-- start of DATA ROWS --

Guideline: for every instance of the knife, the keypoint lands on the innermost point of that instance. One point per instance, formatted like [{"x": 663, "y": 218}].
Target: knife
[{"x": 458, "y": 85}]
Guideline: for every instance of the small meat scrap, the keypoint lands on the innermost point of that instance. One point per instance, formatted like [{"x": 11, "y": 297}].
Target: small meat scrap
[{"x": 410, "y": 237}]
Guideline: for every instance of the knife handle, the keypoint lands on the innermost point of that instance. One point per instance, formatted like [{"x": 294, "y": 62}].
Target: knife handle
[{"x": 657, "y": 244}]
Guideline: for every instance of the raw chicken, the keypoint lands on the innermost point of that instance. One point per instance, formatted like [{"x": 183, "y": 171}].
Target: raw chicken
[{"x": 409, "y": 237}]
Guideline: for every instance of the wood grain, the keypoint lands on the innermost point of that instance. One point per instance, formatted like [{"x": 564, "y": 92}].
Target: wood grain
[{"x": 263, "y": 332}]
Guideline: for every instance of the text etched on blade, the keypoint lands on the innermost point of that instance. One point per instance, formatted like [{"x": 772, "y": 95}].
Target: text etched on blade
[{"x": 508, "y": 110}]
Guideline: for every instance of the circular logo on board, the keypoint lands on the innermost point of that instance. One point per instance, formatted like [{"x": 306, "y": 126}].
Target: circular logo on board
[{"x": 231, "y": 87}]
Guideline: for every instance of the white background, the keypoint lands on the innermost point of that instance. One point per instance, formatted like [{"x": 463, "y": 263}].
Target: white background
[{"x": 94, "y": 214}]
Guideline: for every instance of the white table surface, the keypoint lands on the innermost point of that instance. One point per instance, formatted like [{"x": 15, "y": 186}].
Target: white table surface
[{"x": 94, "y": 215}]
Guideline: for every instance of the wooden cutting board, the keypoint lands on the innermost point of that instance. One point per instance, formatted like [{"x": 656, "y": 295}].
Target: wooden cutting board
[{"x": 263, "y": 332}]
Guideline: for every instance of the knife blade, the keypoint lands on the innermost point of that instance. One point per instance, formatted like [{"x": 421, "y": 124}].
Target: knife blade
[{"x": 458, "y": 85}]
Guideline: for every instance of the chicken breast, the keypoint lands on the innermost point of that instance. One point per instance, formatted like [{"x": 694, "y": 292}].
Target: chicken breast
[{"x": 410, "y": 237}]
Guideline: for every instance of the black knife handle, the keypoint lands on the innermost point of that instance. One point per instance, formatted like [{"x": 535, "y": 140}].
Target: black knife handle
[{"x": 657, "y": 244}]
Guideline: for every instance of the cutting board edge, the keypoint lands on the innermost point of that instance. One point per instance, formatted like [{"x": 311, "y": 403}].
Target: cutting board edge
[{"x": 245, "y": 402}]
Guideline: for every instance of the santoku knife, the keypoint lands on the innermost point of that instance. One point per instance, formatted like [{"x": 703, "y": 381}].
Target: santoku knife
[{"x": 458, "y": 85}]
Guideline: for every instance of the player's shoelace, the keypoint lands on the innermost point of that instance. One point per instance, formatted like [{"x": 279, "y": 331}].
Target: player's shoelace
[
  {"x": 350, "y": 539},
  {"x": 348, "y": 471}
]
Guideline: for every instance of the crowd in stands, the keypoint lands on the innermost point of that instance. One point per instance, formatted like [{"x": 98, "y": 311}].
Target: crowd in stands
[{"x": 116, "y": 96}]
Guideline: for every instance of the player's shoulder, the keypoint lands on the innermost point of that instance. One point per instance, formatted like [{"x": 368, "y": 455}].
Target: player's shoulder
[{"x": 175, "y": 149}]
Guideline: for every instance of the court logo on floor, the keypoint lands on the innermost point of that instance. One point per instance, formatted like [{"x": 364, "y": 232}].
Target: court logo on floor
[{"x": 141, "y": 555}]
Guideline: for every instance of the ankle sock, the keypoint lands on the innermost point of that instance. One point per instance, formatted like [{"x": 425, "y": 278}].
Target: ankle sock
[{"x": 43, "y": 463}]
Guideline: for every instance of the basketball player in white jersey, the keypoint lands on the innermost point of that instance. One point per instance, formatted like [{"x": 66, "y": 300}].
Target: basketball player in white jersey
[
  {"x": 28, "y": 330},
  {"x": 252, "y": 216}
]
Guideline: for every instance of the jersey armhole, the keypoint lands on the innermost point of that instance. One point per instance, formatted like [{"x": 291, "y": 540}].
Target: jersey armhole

-- end of DATA ROWS --

EXERCISE REQUIREMENTS –
Repeat the items above word for word, from the line containing "Guideline: for every instance of the ankle" through the end of the items, including both of those ends.

RESPONSE TO THIS TASK –
Guideline: for every instance of the ankle sock, the keypoint lands on the innermost point of that instance. One point per instance, formatted like [{"x": 425, "y": 278}].
Target: ankle sock
[{"x": 43, "y": 463}]
Guideline: for every instance of the basketball player in white jersey, the keypoint lands on the innermost point of that instance. One point per instance, formatted like [{"x": 66, "y": 300}].
Target: basketball player in white jersey
[
  {"x": 28, "y": 330},
  {"x": 252, "y": 216}
]
Guideline: for every instance of the jersey armhole, the keypoint lands on the innermost point of that instance. One point per instance, formatted like [{"x": 291, "y": 540}].
Target: jersey armhole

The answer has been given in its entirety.